## [EXERCISE AIM]
When you reach the entries below, transcribe each line word for word.

## [DATA EXCERPTS]
"""

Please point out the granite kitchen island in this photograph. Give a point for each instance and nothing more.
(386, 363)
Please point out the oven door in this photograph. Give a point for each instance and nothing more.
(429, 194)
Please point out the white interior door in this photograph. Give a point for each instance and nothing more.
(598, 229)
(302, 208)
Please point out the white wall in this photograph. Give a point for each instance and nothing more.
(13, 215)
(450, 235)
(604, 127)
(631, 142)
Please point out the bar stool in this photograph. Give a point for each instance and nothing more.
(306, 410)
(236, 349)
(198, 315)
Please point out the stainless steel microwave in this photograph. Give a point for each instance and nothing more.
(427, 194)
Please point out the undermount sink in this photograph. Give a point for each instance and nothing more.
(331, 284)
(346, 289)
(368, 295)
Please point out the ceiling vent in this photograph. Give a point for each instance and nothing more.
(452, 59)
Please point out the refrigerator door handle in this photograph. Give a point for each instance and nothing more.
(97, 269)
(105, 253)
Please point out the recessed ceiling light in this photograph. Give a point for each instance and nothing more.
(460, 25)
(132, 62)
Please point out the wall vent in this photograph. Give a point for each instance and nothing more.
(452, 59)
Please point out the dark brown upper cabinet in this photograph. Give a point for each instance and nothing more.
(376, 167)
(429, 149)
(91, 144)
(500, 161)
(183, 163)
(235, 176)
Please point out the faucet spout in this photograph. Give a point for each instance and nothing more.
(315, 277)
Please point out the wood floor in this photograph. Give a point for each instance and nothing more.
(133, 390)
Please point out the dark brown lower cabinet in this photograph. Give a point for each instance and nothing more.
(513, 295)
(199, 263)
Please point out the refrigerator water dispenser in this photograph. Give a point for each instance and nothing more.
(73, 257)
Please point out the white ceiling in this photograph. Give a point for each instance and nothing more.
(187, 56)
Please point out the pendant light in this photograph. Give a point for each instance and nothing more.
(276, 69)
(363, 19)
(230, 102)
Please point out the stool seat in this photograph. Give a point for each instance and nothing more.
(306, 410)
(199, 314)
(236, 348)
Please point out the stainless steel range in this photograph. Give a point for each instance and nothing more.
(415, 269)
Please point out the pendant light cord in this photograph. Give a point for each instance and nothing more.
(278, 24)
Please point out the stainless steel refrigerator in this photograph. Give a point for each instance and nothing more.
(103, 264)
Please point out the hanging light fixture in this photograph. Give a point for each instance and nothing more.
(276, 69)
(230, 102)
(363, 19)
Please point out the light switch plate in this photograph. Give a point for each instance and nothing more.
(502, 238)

"""

## [ANSWER FOR THIS EXERCISE]
Please point out the granite kitchen island in this photograph. Give a point for each instance and nothing more.
(386, 363)
Please point out the oven door in this photograph. Give a point for each instance and nothing more.
(429, 194)
Please point out the white interior door in this photograph. Give a point for each instance and nothing more.
(598, 229)
(302, 208)
Please point out the white wall in this photograph. Give a point for each instance and nothing more.
(13, 215)
(450, 235)
(604, 127)
(631, 142)
Please point out the bar stool in this photograph. Give a point for each instance and nothing more.
(306, 410)
(236, 349)
(198, 315)
Please point out the stainless steel microwave in this photograph. Give a point for each instance and nothing more.
(427, 194)
Please point out the undermount sink in this photograph. Give a point for each instance and nothing more.
(331, 284)
(346, 289)
(368, 295)
Please point out the ceiling vent in this photograph. Give a point for each instance and nothing more.
(452, 59)
Please point out the refrigerator door handle in this photograph. Give a point for each instance and nothing more.
(97, 269)
(105, 253)
Please point out the recessed ceiling light in this photograph. Give a point for each instance and nothing more.
(460, 25)
(132, 62)
Please point out the wall vent in this photograph. Give a point for each instance and nothing more.
(452, 59)
Please point out the dark brown upper cabinet in this photograph. Give a point for each instance and nothing more.
(376, 167)
(429, 149)
(91, 144)
(500, 161)
(183, 163)
(235, 176)
Please point out the faucet spout in this photograph. Give a point for each instance and nothing more.
(315, 277)
Please point out the wood floor in this photograph. Give a point for each instance and nothing more.
(133, 390)
Please point out the dark brown lower cabinet in this photograph. Give a point for each instance and nothing more.
(513, 295)
(199, 263)
Please point out the refrigerator water dispenser in this photograph. Give a point for each instance and nothing more.
(73, 257)
Please point out the white ceiling in this photograph. Give a point for each instance and nothing more.
(187, 56)
Please point out the pendant light in this photograph. Give a point for each instance and nothing more.
(276, 69)
(363, 19)
(230, 102)
Please point out the stool seat in this photograph. Give a point for each instance and nothing more.
(306, 410)
(199, 314)
(236, 348)
Please point out the stainless steel range in this photograph. Give a point for each instance and nothing more.
(415, 269)
Please point out the pendant light cord in this photograph. Give a point for each instance and nothing more.
(278, 24)
Please point out the stainless steel refrigerator in this photograph. Give a point for each instance and nothing more.
(103, 264)
Please point out the hanging light fixture in this photograph. Give a point for each instance and nothing more.
(276, 69)
(230, 102)
(363, 19)
Please point out the light switch plate in this photograph. Give a point for each instance and nothing more.
(502, 238)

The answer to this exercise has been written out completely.